Text section:
»»
- Open Access
Echocardiography: a fundamental part of the intensive care curriculum
© BioMed Central Ltd 2002
- Published: 8 March 2002
- Pulmonary Embolism
- Diastolic Dysfunction
- Positive Pressure Ventilation
- Valvular Disease
- Cardiac Structure
The purpose of this letter is to emphasize some of the particular attributes of echocardiography, based on our experience over 20 years in its application in critically ill patients. In our opinion echocardiography is under-used, and its benefits can only truly be recognized if it is routinely applied as a diagnostic tool. In fact, it is a highly dynamic technique that permits direct visualization and assessment of all of the cardiac structures, as well as of the pulmonary artery and haemodynamic status. More than any other diagnostic tool, echocardiography allows detection of valvular disease; evaluation of systolic and diastolic function, and pericardial disease; and demonstration of intracardiac shunts and quantification thereof. Furthermore, one can calculate flows and pressures at various levels, study systole and diastole, and ultimately determine whether the data obtained are accurate, based on the dynamics of cardiac structures. Haemodynamic evaluation provides information in a just a few minutes, making it possible to initiate interventions immediately, at the level of volume repletion, cardiac contractility or peripheral resistance.
Besides the primary cardiac entities (e.g. myocardial infarction, valvular disease and thrombi, etc.) that may benefit from echocardiographic evaluation, other cardiac abnormalities may also be revealed under stressful conditions. Among these, diastolic dysfunction deserves particular attention because it is quite common in those beyond middle age, and may assume great importance in a critically ill patient with sepsis, pneumonia or chronic respiratory disease. If undetected, it may determine the difference between life and death. Our group identified a highly significant correlation between the isovolumetric relaxation time (an important phase of diastole) and time of weaning from mechanical ventilation .
Other situations that are frequently encountered involve myocardium stunning, which may occur in diverse critical illnesses, as we mentioned before. Less common but no less important are right/left intracardiac shunts, which are often unsuspected and responsible for unexplained clinical deterioration in patients subjected to positive pressure ventilation. When a mechanically ventilated patient becomes more hypoxaemic despite efforts to improve ventilation, shunt-induced hypoxemia caused by a patent foramen ovale should be suspected, among other causes such as pulmonary embolism . Only echocardiography can identify such specific abnormalities in mechanically ventilated patients, when weaning is difficult or refractory hypoxaemia is not explained by pulmonary disease alone.
The main issue is that, globally, further knowledge and practice of echocardiography are required if we are to recognize its potential within the framework of general intensive care. Thus, our message is that we must first study patients using echo-cardiography, including clinical data, and then act accordingly.
The contribution of echocardiography to the diagnosis and prompt treatment of many commonly overlooked situations may ultimately be associated with a decrease in morbidity and mortality. For this reason, we must promote training in echocardiography, as well as its routine use as an essential examination [3,4].
In our opinion, based on 20 years experience in echocardiography, the enormous advantages offered by this noninvasive technique renders it an indispensable tool in general intensive care units; consequently, training of physicians from specialities other than cardiology is required. Bluntly, it must become part of the intensivist's curriculum.
««
Provided information:
»»
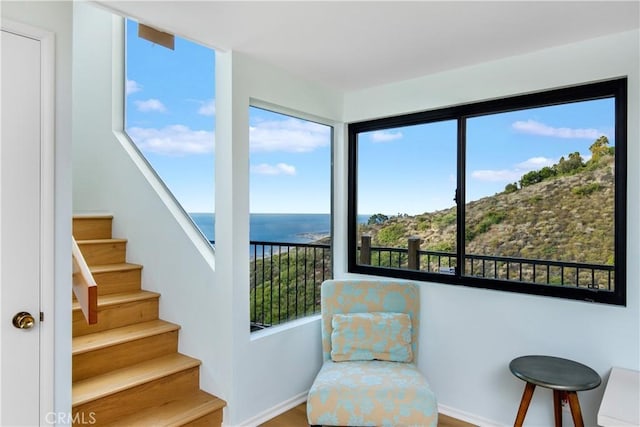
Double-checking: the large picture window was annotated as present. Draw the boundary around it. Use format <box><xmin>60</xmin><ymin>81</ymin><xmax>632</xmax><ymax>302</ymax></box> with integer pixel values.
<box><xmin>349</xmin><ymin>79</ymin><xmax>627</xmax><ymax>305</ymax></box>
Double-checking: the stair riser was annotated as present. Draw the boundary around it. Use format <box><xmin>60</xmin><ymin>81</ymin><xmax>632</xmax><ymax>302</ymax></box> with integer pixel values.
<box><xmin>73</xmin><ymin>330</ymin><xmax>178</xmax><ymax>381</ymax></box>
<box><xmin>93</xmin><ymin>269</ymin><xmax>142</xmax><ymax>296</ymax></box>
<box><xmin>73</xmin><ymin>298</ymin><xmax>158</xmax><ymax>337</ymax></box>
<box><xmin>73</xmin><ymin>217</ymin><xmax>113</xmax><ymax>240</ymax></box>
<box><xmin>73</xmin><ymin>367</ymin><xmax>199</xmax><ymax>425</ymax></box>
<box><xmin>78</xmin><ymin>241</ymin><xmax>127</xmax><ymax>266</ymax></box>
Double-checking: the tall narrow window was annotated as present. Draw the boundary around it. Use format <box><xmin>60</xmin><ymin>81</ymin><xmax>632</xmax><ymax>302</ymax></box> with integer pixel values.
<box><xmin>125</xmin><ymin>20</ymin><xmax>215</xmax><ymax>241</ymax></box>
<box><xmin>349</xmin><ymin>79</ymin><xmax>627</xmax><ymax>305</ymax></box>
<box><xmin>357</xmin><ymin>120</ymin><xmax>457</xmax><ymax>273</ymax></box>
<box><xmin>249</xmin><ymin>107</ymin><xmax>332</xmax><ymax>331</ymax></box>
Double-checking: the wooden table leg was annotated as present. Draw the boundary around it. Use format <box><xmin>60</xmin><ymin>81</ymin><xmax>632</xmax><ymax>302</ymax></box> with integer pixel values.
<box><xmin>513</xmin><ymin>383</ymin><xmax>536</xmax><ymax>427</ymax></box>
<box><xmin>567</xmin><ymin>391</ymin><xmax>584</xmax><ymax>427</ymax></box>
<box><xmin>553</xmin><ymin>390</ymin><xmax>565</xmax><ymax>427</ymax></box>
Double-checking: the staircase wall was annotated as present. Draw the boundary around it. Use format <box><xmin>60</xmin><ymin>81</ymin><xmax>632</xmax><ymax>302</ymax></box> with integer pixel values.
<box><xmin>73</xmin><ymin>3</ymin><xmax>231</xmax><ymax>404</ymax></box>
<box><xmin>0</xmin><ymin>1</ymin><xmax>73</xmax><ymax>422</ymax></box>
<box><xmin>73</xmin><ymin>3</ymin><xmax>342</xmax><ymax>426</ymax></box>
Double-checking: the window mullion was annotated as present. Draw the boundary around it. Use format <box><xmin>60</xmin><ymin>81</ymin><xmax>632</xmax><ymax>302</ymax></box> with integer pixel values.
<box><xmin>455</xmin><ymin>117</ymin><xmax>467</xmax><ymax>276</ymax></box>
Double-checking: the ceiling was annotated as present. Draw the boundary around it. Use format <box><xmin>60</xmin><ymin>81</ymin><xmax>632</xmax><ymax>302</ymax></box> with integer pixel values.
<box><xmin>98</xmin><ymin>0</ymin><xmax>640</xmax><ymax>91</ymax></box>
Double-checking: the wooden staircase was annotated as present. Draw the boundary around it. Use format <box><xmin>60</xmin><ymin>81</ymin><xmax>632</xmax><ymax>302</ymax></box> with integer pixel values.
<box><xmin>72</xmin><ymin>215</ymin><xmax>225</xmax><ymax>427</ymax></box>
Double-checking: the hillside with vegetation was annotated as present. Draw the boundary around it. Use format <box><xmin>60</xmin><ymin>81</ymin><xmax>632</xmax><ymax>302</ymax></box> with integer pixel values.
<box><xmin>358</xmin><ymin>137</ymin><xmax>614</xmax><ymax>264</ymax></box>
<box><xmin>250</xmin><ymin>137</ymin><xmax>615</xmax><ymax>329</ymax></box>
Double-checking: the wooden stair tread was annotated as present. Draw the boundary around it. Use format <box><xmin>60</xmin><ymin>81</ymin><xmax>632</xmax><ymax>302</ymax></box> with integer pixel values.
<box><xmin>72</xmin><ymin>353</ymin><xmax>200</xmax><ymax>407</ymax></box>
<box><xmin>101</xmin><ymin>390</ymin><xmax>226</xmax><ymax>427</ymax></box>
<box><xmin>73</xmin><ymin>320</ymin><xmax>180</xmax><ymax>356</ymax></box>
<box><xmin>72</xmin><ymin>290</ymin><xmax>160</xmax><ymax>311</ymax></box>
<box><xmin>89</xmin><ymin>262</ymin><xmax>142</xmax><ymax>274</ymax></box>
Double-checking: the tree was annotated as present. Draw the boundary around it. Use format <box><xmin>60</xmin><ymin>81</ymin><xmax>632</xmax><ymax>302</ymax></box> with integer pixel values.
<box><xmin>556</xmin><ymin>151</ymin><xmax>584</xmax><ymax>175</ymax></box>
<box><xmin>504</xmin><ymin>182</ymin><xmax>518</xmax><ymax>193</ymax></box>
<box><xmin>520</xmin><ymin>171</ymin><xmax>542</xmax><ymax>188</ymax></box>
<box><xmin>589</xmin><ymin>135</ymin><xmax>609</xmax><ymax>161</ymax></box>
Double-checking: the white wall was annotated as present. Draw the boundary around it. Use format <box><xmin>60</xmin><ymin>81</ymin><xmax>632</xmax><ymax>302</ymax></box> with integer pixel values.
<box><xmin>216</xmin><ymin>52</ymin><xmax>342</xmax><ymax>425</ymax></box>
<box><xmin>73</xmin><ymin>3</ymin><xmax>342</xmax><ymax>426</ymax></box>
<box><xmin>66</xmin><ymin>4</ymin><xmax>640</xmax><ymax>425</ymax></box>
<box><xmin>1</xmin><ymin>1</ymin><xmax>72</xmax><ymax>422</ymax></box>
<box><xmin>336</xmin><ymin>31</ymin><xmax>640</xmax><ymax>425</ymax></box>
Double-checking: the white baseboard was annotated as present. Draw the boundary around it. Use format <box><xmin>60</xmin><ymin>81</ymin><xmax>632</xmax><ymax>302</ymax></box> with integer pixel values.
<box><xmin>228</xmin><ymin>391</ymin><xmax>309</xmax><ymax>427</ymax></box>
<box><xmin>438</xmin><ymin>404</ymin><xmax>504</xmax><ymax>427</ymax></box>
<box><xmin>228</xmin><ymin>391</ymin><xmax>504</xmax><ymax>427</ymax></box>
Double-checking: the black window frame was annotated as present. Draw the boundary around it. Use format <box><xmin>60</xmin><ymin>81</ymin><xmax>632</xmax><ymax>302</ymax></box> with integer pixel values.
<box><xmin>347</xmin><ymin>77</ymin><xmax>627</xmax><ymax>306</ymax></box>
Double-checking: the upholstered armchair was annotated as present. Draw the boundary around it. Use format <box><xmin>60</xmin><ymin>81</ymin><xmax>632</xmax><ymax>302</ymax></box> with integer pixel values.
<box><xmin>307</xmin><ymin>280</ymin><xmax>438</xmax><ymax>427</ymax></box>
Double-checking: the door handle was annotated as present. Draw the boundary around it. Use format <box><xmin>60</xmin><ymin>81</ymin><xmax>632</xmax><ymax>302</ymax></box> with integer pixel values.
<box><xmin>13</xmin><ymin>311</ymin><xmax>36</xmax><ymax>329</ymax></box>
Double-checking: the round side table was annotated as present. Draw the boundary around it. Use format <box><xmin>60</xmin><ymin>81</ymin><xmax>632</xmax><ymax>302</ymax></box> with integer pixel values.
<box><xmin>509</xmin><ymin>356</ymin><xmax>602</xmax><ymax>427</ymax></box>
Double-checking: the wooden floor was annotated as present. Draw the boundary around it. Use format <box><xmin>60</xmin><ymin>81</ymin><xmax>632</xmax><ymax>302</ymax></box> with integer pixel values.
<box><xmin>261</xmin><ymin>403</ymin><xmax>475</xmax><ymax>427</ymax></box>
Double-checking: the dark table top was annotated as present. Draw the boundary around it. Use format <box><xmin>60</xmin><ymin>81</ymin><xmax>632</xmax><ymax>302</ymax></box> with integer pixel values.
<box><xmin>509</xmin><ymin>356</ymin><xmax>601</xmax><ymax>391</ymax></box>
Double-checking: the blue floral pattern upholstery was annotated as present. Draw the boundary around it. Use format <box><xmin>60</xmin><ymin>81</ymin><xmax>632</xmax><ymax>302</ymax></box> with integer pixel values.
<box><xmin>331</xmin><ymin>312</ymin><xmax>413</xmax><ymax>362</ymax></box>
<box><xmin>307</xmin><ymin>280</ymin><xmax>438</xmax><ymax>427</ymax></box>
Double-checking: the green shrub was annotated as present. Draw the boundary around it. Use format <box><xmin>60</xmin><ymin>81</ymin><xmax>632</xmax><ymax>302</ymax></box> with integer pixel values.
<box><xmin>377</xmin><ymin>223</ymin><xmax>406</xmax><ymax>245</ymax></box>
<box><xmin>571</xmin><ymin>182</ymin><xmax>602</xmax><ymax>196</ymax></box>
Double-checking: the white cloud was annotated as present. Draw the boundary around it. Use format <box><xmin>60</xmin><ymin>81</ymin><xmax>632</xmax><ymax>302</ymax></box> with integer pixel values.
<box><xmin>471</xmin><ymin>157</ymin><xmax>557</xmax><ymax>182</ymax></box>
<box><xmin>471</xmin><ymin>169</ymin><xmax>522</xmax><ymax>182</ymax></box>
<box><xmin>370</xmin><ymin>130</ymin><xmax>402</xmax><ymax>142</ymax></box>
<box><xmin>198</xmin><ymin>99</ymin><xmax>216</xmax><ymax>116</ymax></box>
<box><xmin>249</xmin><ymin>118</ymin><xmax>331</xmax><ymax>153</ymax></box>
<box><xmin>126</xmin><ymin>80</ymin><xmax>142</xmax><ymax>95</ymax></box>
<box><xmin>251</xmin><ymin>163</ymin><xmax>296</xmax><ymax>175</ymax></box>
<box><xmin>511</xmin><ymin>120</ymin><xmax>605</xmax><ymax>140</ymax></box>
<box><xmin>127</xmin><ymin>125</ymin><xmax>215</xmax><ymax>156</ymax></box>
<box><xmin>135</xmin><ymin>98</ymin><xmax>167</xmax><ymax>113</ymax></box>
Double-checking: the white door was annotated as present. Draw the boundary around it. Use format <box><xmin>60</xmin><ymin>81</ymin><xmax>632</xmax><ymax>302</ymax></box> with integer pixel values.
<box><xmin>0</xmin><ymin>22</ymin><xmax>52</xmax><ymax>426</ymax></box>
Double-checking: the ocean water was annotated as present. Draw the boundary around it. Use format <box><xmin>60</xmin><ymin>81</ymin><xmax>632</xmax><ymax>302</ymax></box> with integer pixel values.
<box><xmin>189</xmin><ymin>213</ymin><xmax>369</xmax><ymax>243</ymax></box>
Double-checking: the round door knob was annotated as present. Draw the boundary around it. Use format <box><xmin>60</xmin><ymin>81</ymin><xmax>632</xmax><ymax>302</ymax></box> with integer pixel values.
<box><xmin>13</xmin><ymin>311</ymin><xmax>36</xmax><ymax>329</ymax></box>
««
What this task involves: From the letter on echocardiography in intensive care, list the conditions of a critically ill patient in which diastolic dysfunction may take on great importance.

Problem solution:
- Sepsis
- Pneumonia
- Chronic respiratory disease